> [WHAT TO DO]: Find every line below that contains the word "outline" and copy each of those lines. Case matters, so count only matches with the same capitalization.

---+---

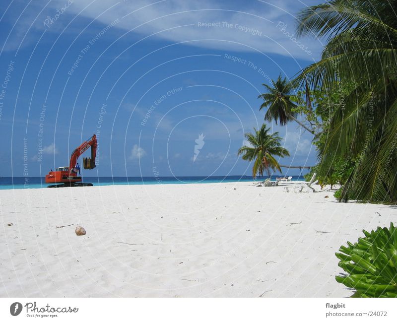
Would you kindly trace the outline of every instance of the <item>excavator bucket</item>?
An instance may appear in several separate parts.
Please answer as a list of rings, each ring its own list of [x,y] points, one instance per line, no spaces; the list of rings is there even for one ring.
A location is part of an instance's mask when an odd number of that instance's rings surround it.
[[[86,169],[94,169],[95,167],[95,162],[91,158],[84,158],[83,166]]]

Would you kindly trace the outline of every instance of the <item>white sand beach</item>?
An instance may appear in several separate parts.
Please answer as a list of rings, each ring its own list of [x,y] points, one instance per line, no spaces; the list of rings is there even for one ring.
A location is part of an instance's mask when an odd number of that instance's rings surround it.
[[[334,253],[397,211],[290,187],[0,191],[0,296],[350,296]]]

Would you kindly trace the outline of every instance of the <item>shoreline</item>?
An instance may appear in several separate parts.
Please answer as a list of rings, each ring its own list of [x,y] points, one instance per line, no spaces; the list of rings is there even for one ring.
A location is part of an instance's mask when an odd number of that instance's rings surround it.
[[[238,176],[231,176],[231,177],[238,177]],[[302,178],[301,176],[295,176],[295,177],[299,177]],[[220,178],[220,177],[215,177],[214,178]],[[11,177],[4,177],[6,178],[10,178]],[[23,179],[24,177],[16,177],[18,179]],[[16,184],[13,186],[11,185],[1,185],[0,184],[0,192],[3,190],[26,190],[26,189],[44,189],[48,188],[48,186],[50,185],[50,184],[46,184],[44,183],[44,177],[30,177],[31,179],[41,179],[42,180],[42,183],[28,183],[27,185],[24,184]],[[111,177],[100,177],[100,178],[111,178]],[[124,178],[126,177],[114,177],[115,178]],[[140,177],[131,177],[131,178],[138,178]],[[150,179],[155,179],[156,177],[144,177],[144,178],[150,178]],[[159,177],[160,178],[172,178],[174,177]],[[183,177],[177,177],[177,179],[179,178],[183,178]],[[192,178],[190,177],[186,177],[184,178]],[[167,180],[165,179],[163,179],[162,180],[160,180],[160,181],[155,180],[152,180],[149,181],[131,181],[130,182],[104,182],[102,183],[98,183],[97,182],[94,182],[93,183],[94,187],[106,187],[108,186],[144,186],[144,185],[192,185],[192,184],[217,184],[217,183],[247,183],[247,182],[252,182],[253,184],[255,184],[257,183],[259,183],[261,182],[263,182],[266,179],[266,178],[261,178],[261,179],[258,179],[257,180],[254,180],[251,178],[247,178],[245,179],[244,178],[240,179],[239,180],[234,179],[228,179],[228,177],[225,177],[223,180],[221,180],[219,179],[211,179],[211,177],[193,177],[193,178],[203,178],[200,181],[198,182],[195,182],[193,181],[193,179],[192,182],[187,181],[187,182],[183,182],[180,180],[177,180],[176,181],[171,181],[170,180]],[[91,181],[95,181],[95,179],[96,179],[97,181],[98,180],[98,177],[86,177],[86,181],[83,180],[83,182],[85,183],[89,182]],[[275,179],[274,178],[272,178],[271,180],[274,181]],[[28,182],[29,181],[28,181]],[[304,180],[302,181],[292,181],[290,182],[288,182],[287,183],[289,183],[290,184],[291,183],[299,183],[300,184],[304,183]],[[283,182],[283,183],[286,183],[285,182]],[[25,186],[27,186],[27,187],[25,187]],[[32,187],[31,187],[32,186]],[[6,188],[4,188],[6,187]],[[65,187],[63,187],[65,188]],[[77,187],[75,187],[77,188]]]
[[[3,190],[0,296],[350,296],[334,253],[397,217],[332,192],[241,182]]]

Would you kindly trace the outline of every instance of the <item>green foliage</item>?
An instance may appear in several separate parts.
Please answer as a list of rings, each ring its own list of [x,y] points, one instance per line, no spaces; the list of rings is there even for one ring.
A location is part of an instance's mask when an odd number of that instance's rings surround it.
[[[336,281],[355,289],[359,297],[397,297],[397,229],[378,227],[357,243],[347,242],[335,255],[347,274]]]
[[[341,187],[339,189],[336,190],[334,193],[333,193],[333,196],[335,197],[336,199],[340,199],[341,196],[342,196],[342,188]]]
[[[287,122],[294,121],[302,128],[314,134],[314,131],[311,127],[299,121],[296,117],[298,113],[301,113],[299,107],[294,103],[297,97],[293,94],[294,88],[292,83],[287,80],[286,78],[282,79],[281,74],[274,81],[271,81],[272,86],[263,84],[267,92],[262,94],[258,98],[264,100],[264,103],[259,108],[260,111],[263,108],[267,110],[265,115],[266,121],[274,121],[276,124],[277,122],[280,125],[285,125]]]
[[[264,175],[264,171],[270,175],[270,170],[277,170],[281,173],[281,169],[273,156],[289,156],[286,149],[281,146],[281,137],[278,132],[269,133],[270,129],[263,124],[259,130],[254,128],[255,132],[247,133],[245,137],[249,145],[242,146],[237,152],[242,154],[243,160],[255,160],[252,168],[252,176]]]
[[[321,60],[294,81],[332,102],[318,98],[326,108],[316,114],[328,130],[316,144],[322,167],[354,163],[341,199],[397,201],[396,11],[396,1],[331,0],[298,16],[298,35],[328,40]]]

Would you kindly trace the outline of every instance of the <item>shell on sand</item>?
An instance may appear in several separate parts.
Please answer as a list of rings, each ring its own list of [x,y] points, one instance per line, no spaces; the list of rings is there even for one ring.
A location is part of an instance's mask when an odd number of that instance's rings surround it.
[[[76,233],[76,235],[77,236],[82,236],[83,235],[85,235],[85,229],[84,228],[82,227],[81,226],[77,226],[76,227],[76,229],[74,231],[74,232]]]

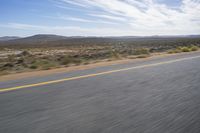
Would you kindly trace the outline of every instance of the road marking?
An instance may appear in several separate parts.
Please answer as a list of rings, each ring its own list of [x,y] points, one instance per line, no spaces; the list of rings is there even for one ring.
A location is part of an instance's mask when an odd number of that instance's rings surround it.
[[[30,88],[30,87],[37,87],[37,86],[42,86],[42,85],[60,83],[60,82],[64,82],[64,81],[70,81],[70,80],[76,80],[76,79],[82,79],[82,78],[89,78],[89,77],[94,77],[94,76],[99,76],[99,75],[106,75],[106,74],[111,74],[111,73],[116,73],[116,72],[127,71],[127,70],[159,66],[159,65],[163,65],[163,64],[170,64],[170,63],[180,62],[180,61],[184,61],[184,60],[191,60],[191,59],[195,59],[195,58],[200,58],[200,56],[175,59],[175,60],[171,60],[171,61],[165,61],[165,62],[159,62],[159,63],[154,63],[154,64],[123,68],[123,69],[118,69],[118,70],[105,71],[105,72],[100,72],[100,73],[94,73],[94,74],[88,74],[88,75],[83,75],[83,76],[76,76],[76,77],[71,77],[71,78],[52,80],[52,81],[29,84],[29,85],[16,86],[16,87],[11,87],[11,88],[2,88],[2,89],[0,89],[0,92],[8,92],[8,91],[14,91],[14,90],[25,89],[25,88]]]

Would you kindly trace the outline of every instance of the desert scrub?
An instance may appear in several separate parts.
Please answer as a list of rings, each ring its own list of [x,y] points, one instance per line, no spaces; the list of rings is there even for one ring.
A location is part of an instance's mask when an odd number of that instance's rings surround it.
[[[191,49],[191,51],[197,51],[197,50],[199,50],[199,47],[198,47],[198,46],[195,46],[195,45],[192,45],[192,46],[190,47],[190,49]]]
[[[119,52],[115,51],[115,50],[111,50],[110,51],[110,58],[114,58],[114,59],[120,59],[121,55],[119,54]]]
[[[133,50],[134,55],[149,55],[150,51],[148,48],[138,48]]]
[[[71,56],[62,56],[58,60],[61,65],[69,65],[69,64],[79,65],[82,62],[80,58]]]
[[[173,53],[181,53],[181,52],[191,52],[191,51],[197,51],[199,49],[198,46],[184,46],[184,47],[177,47],[176,49],[169,50],[169,54]]]

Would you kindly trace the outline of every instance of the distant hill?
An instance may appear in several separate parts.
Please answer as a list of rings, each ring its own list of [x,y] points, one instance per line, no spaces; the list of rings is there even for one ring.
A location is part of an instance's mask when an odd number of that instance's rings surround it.
[[[66,39],[65,36],[58,35],[50,35],[50,34],[38,34],[30,37],[19,38],[15,40],[11,40],[9,42],[17,42],[17,43],[39,43],[39,42],[49,42],[49,41],[57,41]]]
[[[187,36],[118,36],[118,37],[85,37],[85,36],[59,36],[51,34],[38,34],[25,38],[13,38],[0,41],[0,47],[62,47],[62,46],[175,46],[186,44],[199,44],[200,35]],[[120,49],[119,47],[119,49]]]
[[[4,37],[0,37],[0,41],[9,41],[9,40],[15,40],[19,38],[20,37],[17,37],[17,36],[4,36]]]

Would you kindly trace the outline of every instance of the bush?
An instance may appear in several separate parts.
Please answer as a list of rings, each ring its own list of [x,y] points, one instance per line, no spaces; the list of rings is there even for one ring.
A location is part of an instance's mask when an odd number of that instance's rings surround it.
[[[191,51],[189,47],[180,47],[180,50],[182,52],[190,52]]]
[[[30,69],[37,69],[38,66],[36,66],[36,65],[31,65],[29,68],[30,68]]]
[[[149,49],[147,48],[139,48],[134,50],[134,55],[148,55],[150,54]]]
[[[193,45],[193,46],[191,46],[191,48],[190,48],[190,50],[191,50],[191,51],[197,51],[198,49],[199,49],[199,47],[197,47],[197,46],[194,46],[194,45]]]

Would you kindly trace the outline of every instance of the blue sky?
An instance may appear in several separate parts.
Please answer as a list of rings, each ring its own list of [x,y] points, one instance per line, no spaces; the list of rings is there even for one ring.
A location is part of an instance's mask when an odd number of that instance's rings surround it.
[[[1,0],[0,36],[200,34],[200,0]]]

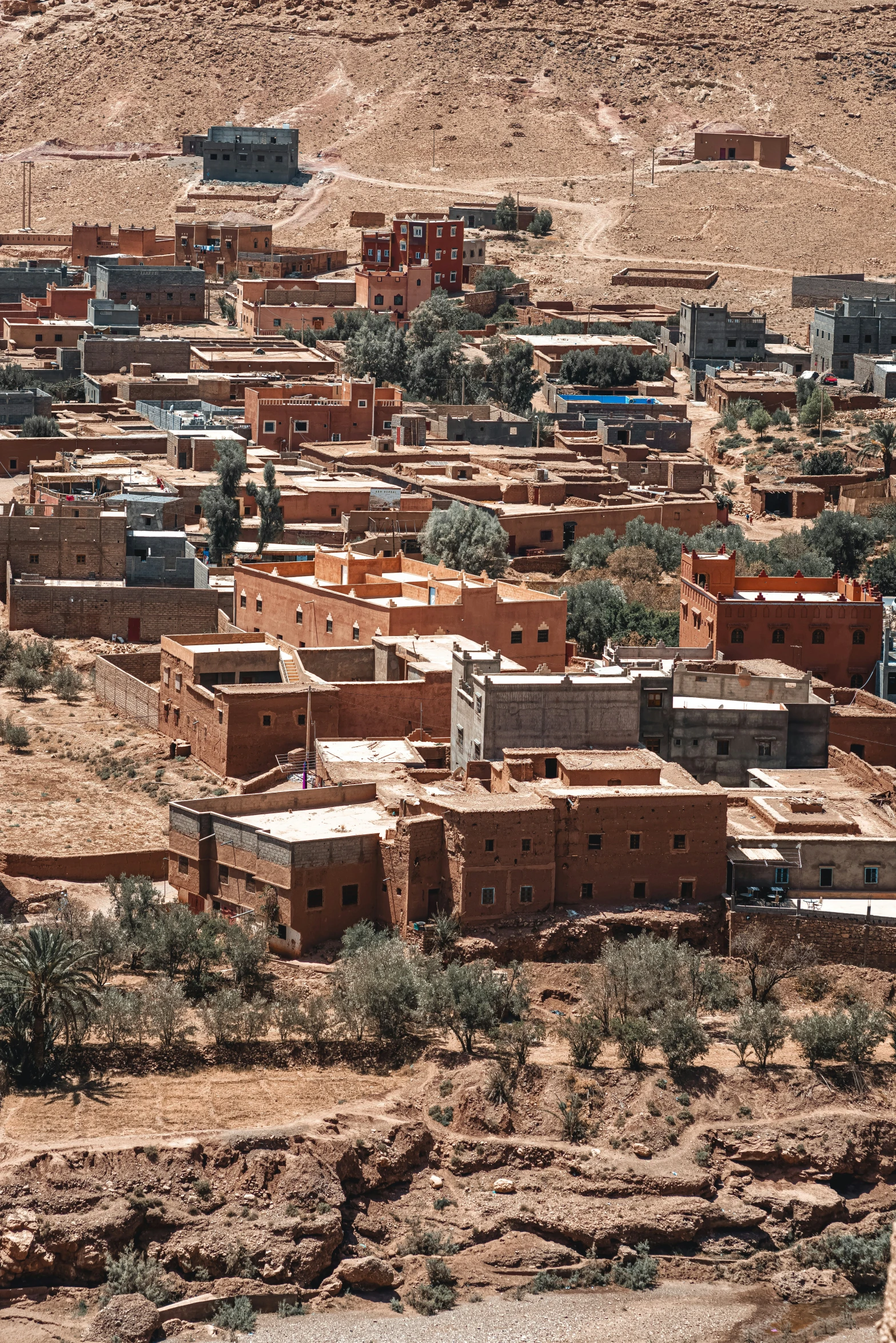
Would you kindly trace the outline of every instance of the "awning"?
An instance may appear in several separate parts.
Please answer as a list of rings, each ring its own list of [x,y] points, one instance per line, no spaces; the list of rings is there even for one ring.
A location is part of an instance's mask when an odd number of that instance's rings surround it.
[[[787,866],[787,860],[785,858],[780,849],[735,849],[732,854],[733,862],[779,862]]]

---+---

> [FINISHED TASK]:
Would you kindly trace the outline of every instance of the <item>excavator bucket</item>?
Would you kindly trace the outline of every instance of the <item>white sand beach</item>?
Would you kindly trace the outline of every instance of the <item>shoreline</item>?
Would you kindly trace the outline of every instance of the <item>green foliage</item>?
Would you kindly trace the outline of every instance of the <item>shell on sand</item>?
Would you kindly trace the outline of every instance of the road marking?
Would you kindly trace the outline of every instance of the desert scrub?
Would you kindly trace the outline of every instance of the distant hill?
Would you kindly trace the outline of every instance of the bush?
Would you kindly trace the outline of every instance of the blue sky?
Would you kindly trace the outline of every instance of the "awning"?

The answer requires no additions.